Vous comptez sans doute pouvoir vous éclipser ensuite discrètement, toucher un gros chèque, et être payé grassement à faire des conférences où vous expliquerez comment vous avez « tout fait pour éviter la paix, oups ».
Vous pensez peut-être qu’on se souviendra de vous comme de la dernière digue, se dressant courageusement face à la vague montante de l’extrémisme. Je pense qu’en fait l’Histoire vous associera à Daladier plutôt qu’à Jean Moulin.
Parce que la confiscation du débat public par un affrontement droite-extrême droite est une telle aubaine pour l’extrême capitalisme qu’il devient de plus en plus difficile de croire que ce n’est pas délibéré, que ce n’est pas une stratégie “gagnant-gagnant” (comme on dit chez McKinsey) savamment orchestrée. Si vous gagnez, vous aurez ainsi toute latitude pour continuer votre travail commandité de sape des acquis sociaux et des services publics, de destruction du monde vivant au profit de la croissance, dans le cadre d’un régime autoritaire « à visage humain ». Si vous perdez, un régime plus musclé s’en chargera. Face, je gagne, pile, tu perds.
Parce que la mise en place systématique par votre gouvernement d’un arsenal de surveillance et de répression inégalé, alors que le fascisme est aux portes du pouvoir, témoigne soit d’une complicité et d’un cynisme effarants, soit d’une naïveté et d’une incompétence inconcevables de la part d’un homme d’État.

* **Matériel fourni**:
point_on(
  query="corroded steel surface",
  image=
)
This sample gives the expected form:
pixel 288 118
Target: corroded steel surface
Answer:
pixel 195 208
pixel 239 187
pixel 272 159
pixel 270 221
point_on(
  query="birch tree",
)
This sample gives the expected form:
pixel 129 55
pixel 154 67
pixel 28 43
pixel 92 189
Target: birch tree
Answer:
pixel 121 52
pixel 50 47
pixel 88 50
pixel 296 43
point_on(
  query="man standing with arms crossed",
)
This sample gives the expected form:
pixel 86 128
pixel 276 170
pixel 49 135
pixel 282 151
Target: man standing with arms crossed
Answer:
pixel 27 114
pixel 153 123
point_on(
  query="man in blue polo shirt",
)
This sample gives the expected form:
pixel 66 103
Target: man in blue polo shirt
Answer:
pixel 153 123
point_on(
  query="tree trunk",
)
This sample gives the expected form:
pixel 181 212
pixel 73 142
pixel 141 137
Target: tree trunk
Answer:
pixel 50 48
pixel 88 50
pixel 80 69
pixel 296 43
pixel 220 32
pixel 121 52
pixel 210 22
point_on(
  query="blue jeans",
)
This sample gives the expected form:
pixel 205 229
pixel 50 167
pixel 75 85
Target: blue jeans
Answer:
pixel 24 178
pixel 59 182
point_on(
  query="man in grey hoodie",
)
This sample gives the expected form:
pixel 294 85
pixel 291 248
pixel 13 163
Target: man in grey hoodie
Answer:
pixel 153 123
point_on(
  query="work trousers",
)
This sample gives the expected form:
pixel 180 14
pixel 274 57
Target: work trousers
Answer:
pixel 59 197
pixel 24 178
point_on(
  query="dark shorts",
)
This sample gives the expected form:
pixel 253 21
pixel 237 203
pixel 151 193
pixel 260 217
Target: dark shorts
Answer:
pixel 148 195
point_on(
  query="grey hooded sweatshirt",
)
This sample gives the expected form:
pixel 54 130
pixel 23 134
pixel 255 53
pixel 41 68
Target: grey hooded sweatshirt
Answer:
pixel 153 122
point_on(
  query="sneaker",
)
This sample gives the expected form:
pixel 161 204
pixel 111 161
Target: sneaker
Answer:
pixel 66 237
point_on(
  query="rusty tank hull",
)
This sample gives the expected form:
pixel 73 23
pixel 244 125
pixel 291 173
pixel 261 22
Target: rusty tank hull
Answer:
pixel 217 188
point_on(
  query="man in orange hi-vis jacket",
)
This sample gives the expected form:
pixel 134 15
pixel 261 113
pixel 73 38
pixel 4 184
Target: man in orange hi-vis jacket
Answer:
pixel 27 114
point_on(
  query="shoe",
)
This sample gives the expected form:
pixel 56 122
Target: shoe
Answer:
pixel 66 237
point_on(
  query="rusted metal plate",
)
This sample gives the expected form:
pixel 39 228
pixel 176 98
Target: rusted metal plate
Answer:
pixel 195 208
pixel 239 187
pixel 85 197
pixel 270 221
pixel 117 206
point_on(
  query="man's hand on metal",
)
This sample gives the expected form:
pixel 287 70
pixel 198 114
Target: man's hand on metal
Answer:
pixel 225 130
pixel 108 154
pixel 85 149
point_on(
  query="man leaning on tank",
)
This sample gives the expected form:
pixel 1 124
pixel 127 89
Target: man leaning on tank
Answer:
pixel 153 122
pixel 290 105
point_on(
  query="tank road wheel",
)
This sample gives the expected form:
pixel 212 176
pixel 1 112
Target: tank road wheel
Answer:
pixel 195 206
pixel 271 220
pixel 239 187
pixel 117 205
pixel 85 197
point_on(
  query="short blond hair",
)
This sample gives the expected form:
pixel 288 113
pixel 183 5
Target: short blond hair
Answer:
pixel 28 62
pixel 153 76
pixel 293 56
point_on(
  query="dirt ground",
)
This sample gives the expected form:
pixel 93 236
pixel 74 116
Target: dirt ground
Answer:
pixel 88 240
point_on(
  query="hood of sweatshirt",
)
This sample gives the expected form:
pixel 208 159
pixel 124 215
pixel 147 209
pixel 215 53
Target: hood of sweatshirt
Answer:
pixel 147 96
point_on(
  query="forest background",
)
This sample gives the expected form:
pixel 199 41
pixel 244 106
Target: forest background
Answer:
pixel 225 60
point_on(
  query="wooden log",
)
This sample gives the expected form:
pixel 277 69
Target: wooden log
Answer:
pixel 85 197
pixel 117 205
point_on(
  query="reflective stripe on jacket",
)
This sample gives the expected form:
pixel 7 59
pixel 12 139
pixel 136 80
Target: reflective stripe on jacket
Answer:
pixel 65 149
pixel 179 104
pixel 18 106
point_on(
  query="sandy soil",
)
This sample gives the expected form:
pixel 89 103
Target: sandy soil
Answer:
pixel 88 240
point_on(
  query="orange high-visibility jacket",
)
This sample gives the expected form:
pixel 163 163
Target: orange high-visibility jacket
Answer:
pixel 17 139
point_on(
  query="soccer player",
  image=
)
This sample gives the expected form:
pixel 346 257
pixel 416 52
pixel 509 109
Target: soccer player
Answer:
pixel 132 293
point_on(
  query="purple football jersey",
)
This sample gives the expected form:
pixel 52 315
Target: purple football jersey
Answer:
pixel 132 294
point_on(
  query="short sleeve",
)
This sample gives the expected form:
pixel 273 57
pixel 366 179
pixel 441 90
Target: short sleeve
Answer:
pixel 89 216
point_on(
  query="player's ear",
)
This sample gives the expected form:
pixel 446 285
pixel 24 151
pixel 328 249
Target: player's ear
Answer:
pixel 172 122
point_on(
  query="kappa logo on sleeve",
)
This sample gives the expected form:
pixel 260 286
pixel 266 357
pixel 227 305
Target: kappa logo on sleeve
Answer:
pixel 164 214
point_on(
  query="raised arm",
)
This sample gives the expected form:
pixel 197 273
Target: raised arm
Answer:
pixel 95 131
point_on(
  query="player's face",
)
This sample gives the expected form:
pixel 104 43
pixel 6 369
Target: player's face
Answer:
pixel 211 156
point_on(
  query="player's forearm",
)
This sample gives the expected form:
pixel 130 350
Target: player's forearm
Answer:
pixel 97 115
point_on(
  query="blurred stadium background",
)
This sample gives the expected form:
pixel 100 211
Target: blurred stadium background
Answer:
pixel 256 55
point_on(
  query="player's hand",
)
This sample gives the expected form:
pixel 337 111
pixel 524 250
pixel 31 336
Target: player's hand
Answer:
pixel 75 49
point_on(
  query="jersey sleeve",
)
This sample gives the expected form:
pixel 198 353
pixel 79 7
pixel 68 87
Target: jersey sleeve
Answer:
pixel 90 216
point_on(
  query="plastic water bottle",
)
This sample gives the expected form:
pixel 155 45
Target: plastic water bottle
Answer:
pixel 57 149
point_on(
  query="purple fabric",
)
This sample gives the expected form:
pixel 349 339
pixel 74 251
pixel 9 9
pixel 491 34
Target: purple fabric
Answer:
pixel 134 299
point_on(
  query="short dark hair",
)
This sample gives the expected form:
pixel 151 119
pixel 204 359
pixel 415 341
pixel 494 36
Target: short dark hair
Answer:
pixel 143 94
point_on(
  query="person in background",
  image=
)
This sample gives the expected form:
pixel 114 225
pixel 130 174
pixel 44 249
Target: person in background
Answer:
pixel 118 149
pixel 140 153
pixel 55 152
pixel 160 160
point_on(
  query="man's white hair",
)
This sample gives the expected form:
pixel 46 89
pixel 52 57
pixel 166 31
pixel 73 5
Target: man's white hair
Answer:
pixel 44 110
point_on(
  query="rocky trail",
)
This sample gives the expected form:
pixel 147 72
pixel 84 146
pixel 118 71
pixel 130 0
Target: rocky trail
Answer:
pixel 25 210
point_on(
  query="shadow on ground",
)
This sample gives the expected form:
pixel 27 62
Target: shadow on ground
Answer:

* **Exercices à traiter**:
1. Pouvez-vous recopier mot pour mot le passage de l'extrait qui commence par « Parce que la mise » et se termine par « d’un homme d’État. » ?
2. Pouvez-vous reprendre l'extrait et le poursuivre à partir de sa dernière phrase ?
Les lignes sont un matériau distinct de l'extrait.

* **Réponses aux exercices**:
1.
Parce que la mise en place systématique par votre gouvernement d’un arsenal de surveillance et de répression inégalé, alors que le fascisme est aux portes du pouvoir, témoigne soit d’une complicité et d’un cynisme effarants, soit d’une naïveté et d’une incompétence inconcevables de la part d’un homme d’État.

2.
Parce que la haine suscitée par votre politique brutaliste et confusionniste, prétendant n’être ni de droite ni de gauche, alors qu’elle est ultra-libérale, permet à Zemmour de discréditer toute la gauche en lui attribuant tous les maux du libéralisme (le tout englobé, à la Trump, dans le terme de “progressisme”). Née pendant votre quinquennat, l’extrême droite de Zemmour, en élargissant la fenêtre d’Overton, permet à Marine de passer pour modérée ! Plus grave encore, les valeurs d’humanisme, d’égalité, la démocratie, les droits de l’homme, le vivre-ensemble (utilisé comme hashtag pour dénoncer chaque fait divers impliquant des étrangers) deviennent une idéologie à combattre, et je ne parle même pas de l’écologie. Le retour à la barbarie est en train de se théoriser sous nos yeux, sur les réseaux sociaux.
Parce que, comme le dit brillamment Louis-Georges Tin, « Pour Emmanuel Macron, le barrage est un dispositif qui fonctionne à l’instant T. On vote Macron le Jour J, Le Pen est battue, la France est sauvée. On l’a fait en 2017, on doit le refaire en 2022. Et on doit le faire s’il le faut tous les 5 ans, en votant contre le RN chaque fois que celui-ci est au second tour. Mais pour beaucoup d’électeurs de gauche, le barrage est un dispositif qui doit fonctionner dans la durée. On vote Macron en 2017, pour faire barrage, certes. Mais ensuite, pendant 5 ans, il doit mettre en place une politique qui fasse baisser le RN.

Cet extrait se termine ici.